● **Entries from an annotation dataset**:

------------

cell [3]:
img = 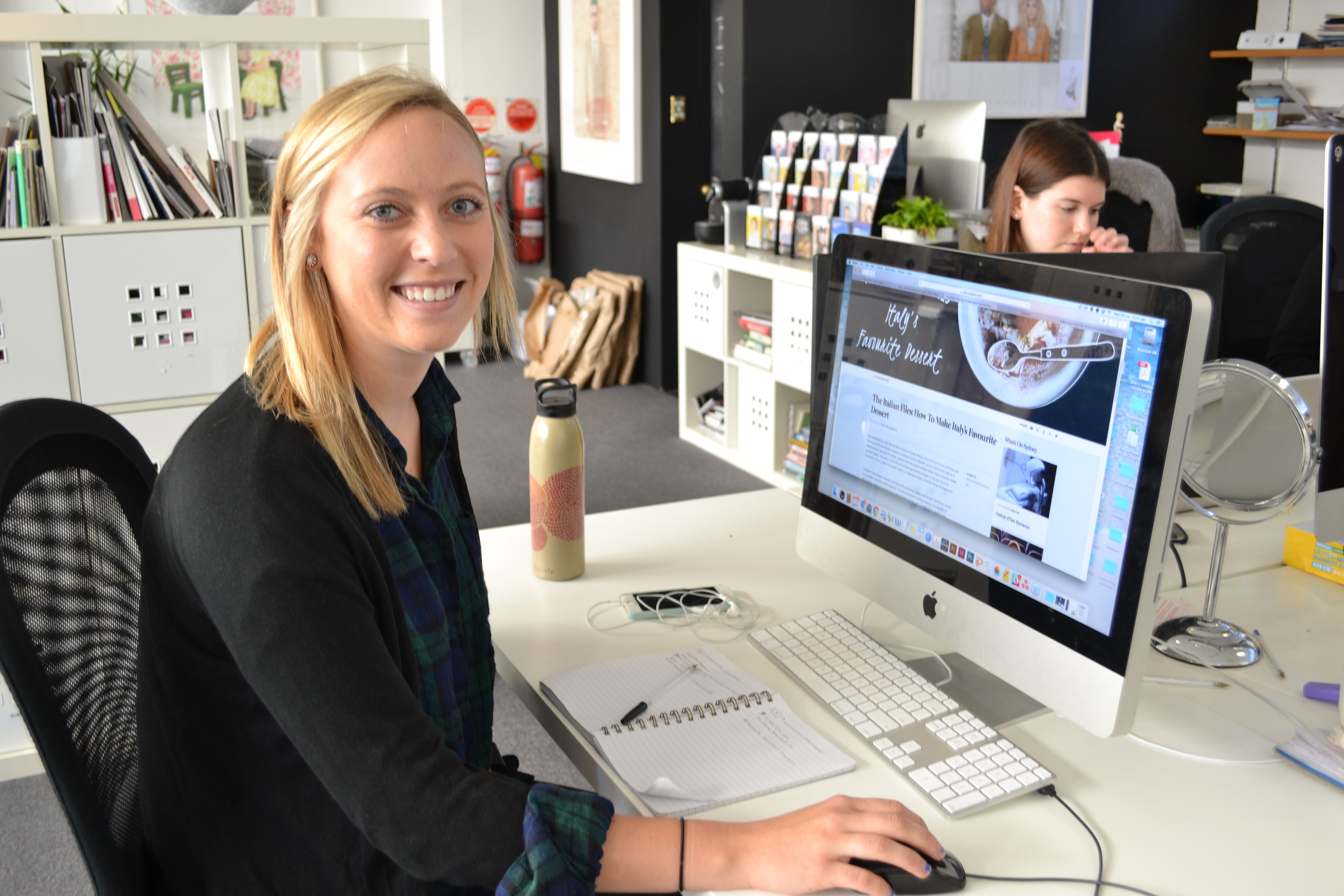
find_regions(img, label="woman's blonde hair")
[246,66,517,517]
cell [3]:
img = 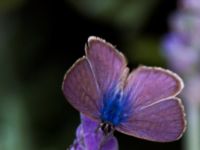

------------

● **EXERCISE**: Reproduce every item above line for line without changing anything, but leave the pictures out.

● **FINAL RESULT**:
cell [3]:
img = 
find_regions(img, label="woman's blonde hair")
[246,66,517,517]
cell [3]:
img = 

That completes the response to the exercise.